Point localization data:
* * * * * * * * *
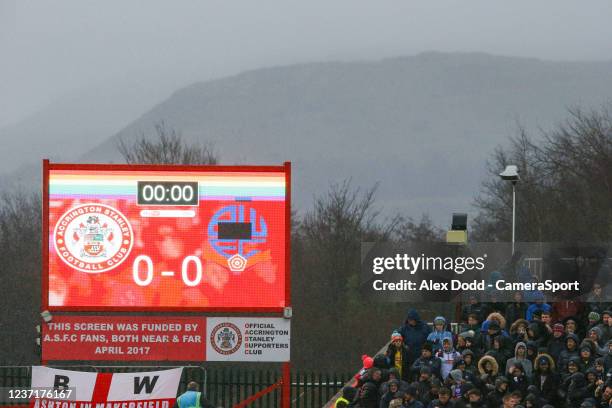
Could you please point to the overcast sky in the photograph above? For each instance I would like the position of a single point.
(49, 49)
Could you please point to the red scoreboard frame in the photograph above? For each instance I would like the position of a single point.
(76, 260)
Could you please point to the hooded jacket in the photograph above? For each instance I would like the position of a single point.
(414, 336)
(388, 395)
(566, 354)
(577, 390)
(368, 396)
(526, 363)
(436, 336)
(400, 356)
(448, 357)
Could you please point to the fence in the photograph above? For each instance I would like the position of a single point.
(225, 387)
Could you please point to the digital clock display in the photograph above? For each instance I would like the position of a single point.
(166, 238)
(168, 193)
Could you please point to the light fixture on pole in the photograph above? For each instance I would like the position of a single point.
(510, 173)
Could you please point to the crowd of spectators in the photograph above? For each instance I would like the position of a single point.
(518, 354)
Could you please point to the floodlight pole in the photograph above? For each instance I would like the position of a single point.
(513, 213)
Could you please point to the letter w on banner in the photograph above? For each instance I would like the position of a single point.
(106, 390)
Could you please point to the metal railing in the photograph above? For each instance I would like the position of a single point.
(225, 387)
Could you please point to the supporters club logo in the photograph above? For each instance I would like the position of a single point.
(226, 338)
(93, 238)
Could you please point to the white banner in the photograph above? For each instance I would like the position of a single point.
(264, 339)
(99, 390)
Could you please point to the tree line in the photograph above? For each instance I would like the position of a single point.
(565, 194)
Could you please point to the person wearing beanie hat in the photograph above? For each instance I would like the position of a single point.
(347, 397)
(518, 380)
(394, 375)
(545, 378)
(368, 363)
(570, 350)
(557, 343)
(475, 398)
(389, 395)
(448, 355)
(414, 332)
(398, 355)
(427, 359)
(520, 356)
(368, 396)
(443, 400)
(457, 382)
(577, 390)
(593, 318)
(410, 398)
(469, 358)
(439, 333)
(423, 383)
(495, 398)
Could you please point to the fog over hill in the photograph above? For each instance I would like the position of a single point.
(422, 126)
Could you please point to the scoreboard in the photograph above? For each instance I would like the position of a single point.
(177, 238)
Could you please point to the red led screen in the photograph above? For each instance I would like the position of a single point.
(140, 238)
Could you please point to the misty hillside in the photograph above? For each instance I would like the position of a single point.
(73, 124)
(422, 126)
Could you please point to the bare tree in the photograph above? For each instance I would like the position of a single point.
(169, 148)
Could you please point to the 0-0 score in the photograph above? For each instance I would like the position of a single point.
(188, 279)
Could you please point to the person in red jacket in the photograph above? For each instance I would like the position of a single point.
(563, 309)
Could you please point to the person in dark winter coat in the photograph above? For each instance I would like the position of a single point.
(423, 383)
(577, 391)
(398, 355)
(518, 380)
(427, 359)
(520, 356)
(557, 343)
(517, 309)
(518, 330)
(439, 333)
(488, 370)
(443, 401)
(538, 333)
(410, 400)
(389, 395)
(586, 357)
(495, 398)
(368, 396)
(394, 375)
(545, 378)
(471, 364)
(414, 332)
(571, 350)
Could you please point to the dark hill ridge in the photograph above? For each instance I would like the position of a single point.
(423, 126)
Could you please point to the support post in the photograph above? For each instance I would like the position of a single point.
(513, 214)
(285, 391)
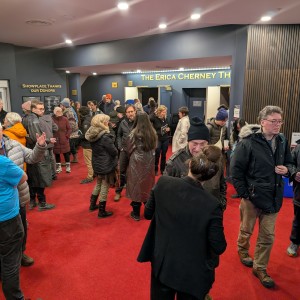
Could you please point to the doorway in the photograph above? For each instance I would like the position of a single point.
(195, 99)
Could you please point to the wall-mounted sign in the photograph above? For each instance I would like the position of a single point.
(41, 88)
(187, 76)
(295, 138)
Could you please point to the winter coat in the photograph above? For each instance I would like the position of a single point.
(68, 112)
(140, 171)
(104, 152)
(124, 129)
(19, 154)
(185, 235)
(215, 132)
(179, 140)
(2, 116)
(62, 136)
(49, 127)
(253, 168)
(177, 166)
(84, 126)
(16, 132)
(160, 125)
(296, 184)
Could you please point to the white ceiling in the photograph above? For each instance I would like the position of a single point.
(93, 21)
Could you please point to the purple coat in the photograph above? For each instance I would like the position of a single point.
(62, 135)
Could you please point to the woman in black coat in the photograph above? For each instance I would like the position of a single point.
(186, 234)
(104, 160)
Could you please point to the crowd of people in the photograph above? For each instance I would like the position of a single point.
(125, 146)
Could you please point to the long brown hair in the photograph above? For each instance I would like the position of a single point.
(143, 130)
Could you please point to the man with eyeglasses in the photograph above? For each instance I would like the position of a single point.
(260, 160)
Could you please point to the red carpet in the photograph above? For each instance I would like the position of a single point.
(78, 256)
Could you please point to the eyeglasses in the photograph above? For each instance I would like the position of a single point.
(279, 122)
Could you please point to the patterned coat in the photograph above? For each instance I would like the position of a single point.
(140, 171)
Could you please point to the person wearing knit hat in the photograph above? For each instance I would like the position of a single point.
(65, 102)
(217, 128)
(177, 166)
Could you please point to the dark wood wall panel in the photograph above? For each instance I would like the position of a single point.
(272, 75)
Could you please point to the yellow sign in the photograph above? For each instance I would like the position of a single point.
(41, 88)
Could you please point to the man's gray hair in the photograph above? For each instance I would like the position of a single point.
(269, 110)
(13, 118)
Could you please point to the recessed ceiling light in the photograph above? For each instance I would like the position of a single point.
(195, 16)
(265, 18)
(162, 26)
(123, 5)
* * * * * * * * *
Do not include images; quote all of the entries above exactly.

Could you please point to the overcast sky in the photograph above? For each instance I would like the position of a single point.
(49, 49)
Could you please point to the red scoreboard frame in the photograph above? For each instance I would like the position of a single point.
(76, 260)
Could you please point to the hooded jacket in the photograph above? For each instance I would like the position of a single point.
(414, 336)
(388, 395)
(566, 354)
(577, 390)
(368, 396)
(526, 363)
(436, 336)
(400, 356)
(448, 357)
Could you please point to the fence in the photograph above? For each instance I would like the position of a single point.
(225, 387)
Could you please point to the digital clock display in the photograph above? For each instance I would like the position of a single point.
(166, 238)
(168, 193)
Could you please point to the light fixture on pole in the photograph above? For each instance I would like the position of a single point.
(510, 173)
Could you please point to the crowd of spectators in the photograph above? For each instance I would like the position of a single point.
(518, 354)
Could you please point to the floodlight pole in the photograph above? For each instance I would like the position of a single point.
(513, 213)
Could you please point to the letter w on banner in the photograph above? For each instance I would like the position of a single point.
(106, 390)
Could you please point to the metal railing in the photograph above? For each instance I would like the position of a single point.
(225, 387)
Could you please point to the supporters club logo in the photograph above? For each instance I would like the position of a single point.
(226, 338)
(93, 238)
Could you please point to the white banner in the photograph above? For each instance I would like the position of a single point.
(264, 339)
(99, 390)
Could you please point to the tree line in the photograph above? For each instance I would like the position of a single point.
(565, 194)
Could you please point to the person wearing beanie hat in the photograph above? For each instance I would like the position of a single point.
(347, 397)
(518, 380)
(394, 375)
(545, 378)
(368, 363)
(570, 350)
(557, 343)
(475, 398)
(389, 395)
(448, 355)
(414, 332)
(398, 355)
(427, 359)
(520, 356)
(368, 396)
(443, 400)
(457, 382)
(577, 390)
(593, 318)
(410, 398)
(469, 358)
(439, 333)
(423, 383)
(495, 398)
Could you please point to the fog over hill in the photograph above? For each instance I would like the position of a single point.
(422, 126)
Could you please point to the scoreboard in the photograph above? For each instance I would like the position of a single point.
(177, 238)
Could you please point to the red led screen in the photograph above? For each instance I would like the position of a single point.
(140, 238)
Could you please point to the misty hillside in the photograph above? For each instance I would like the position of a single point.
(73, 124)
(422, 126)
Could you please point to the bare tree in the photograph above? For each instance I would like the position of a single point.
(169, 148)
Could you please point to the 0-0 score in the photograph above? For each instance I would like the position of a single point.
(188, 279)
Could you please point to the person in red jacket in the photograph above? For each instance I would like the position of a single point.
(563, 309)
Could you please point to the person in dark winter coat in the photograph above? For each instance I would like the position of a single point.
(423, 383)
(577, 391)
(398, 355)
(518, 380)
(427, 359)
(520, 356)
(557, 343)
(517, 309)
(518, 330)
(439, 333)
(488, 370)
(443, 401)
(538, 333)
(410, 400)
(389, 395)
(586, 357)
(495, 398)
(368, 396)
(394, 375)
(545, 378)
(471, 364)
(414, 332)
(571, 350)
Could you please point to the dark hill ridge in the photograph above? For each instance I would like the position of a single point.
(423, 126)
Could you please point to the support post in the photograph above? For each instance I would like the position of a single point.
(513, 214)
(285, 391)
Could you please point to the doorway in the photograph above? For each instance I would like the position of a single point.
(195, 99)
Could you please point to the wall-mounted sign in the photograph above? For each instance I would like the position of a single point.
(41, 88)
(187, 76)
(295, 138)
Could you please point to the winter coat in the photograph above? For each instance I would like the position of a single point.
(68, 112)
(140, 171)
(104, 152)
(124, 129)
(19, 154)
(185, 235)
(215, 132)
(179, 140)
(2, 116)
(62, 136)
(49, 127)
(253, 168)
(177, 166)
(84, 126)
(16, 132)
(160, 125)
(296, 184)
Could you please point to the white ceiling in the photograph above? For each instance I would like the position of a single point.
(93, 21)
Could you please point to the purple coat in the photograph above? For each instance I would like the position of a single point.
(62, 135)
Could you please point to the woman in black coat in the photograph above? For each instance I would like the position of a single point.
(186, 234)
(104, 160)
Could you please point to the crowd of people in the photograph above? For each instance I would like the position of a single point.
(125, 146)
Could you please point to the long brown hair in the photograph above? For each instance I would like the position of a single point.
(143, 130)
Could you please point to the man with eyeglasses in the photograph above? For each instance I would like the position of a single point.
(260, 160)
Could you please point to the red carpet in the photograph above? For each instance I would like the position of a single point.
(78, 256)
Could you please point to the eyeglasses in the photograph above? For each instance I would like the position of a single point.
(279, 122)
Could you please point to the patterned coat in the photograph above? For each instance I would like the position of a single point.
(140, 171)
Could you please point to the person wearing knit hat in the photograph above? For each instance I would like the position of a single point.
(65, 102)
(217, 128)
(177, 166)
Could you please point to the dark wood wall panel in the photograph above? For each instance I would like the position of a single point.
(272, 75)
Could you please point to the yellow sign in the photograph above? For each instance I would like the position of a single point.
(41, 88)
Could you please point to the man's gray hair in the photograph above? For each instance I would like the position of a single point.
(269, 110)
(13, 118)
Could you please point to the recessed ceiling light in the photograph above? For each instance I would like the position of a single point.
(195, 16)
(265, 18)
(162, 26)
(123, 5)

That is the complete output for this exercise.